** start Supplied records **
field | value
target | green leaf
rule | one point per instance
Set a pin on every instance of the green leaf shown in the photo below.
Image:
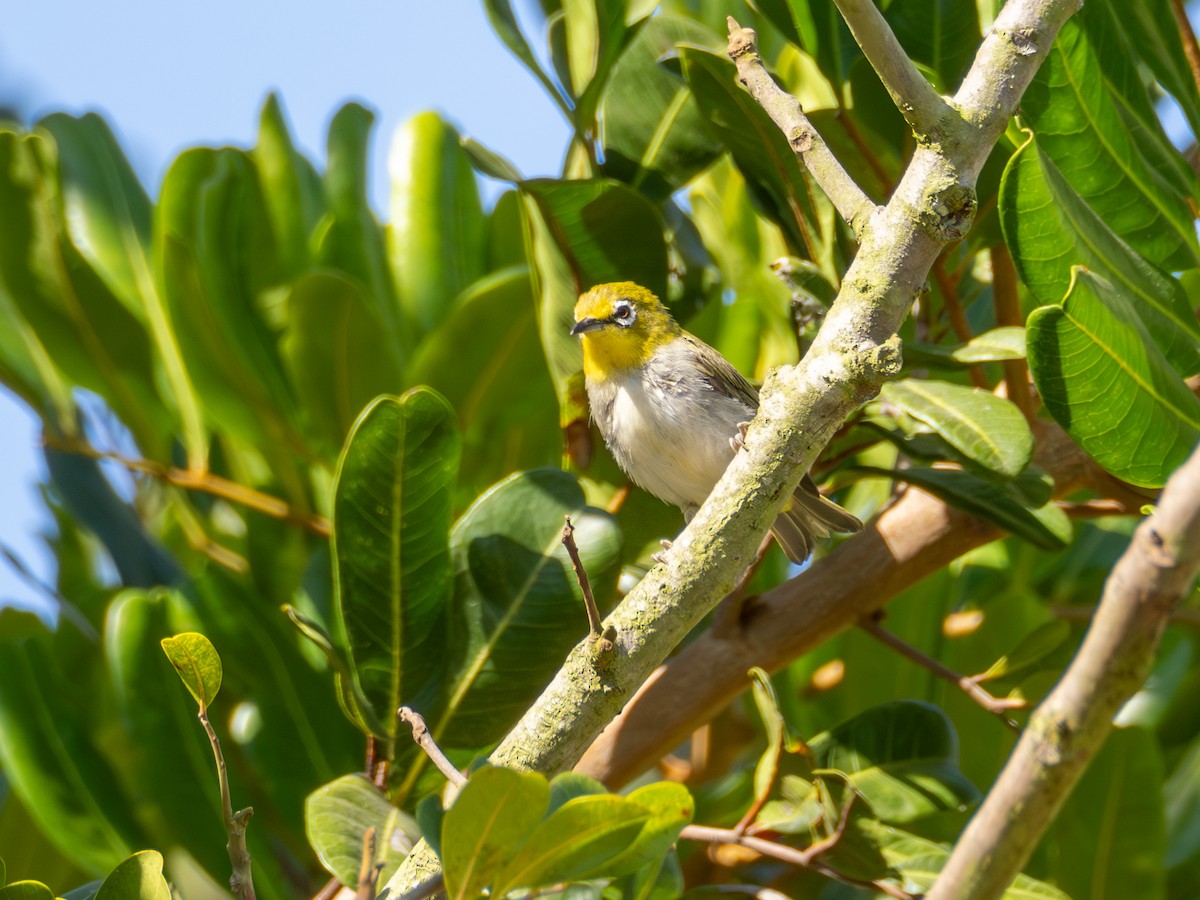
** end Supplied records **
● Task to complete:
Please return every line of the records above that contains the word "instance".

● Correct answer:
rule | one point per instance
Set a pin on every instance of the green leaf shown in the photo below.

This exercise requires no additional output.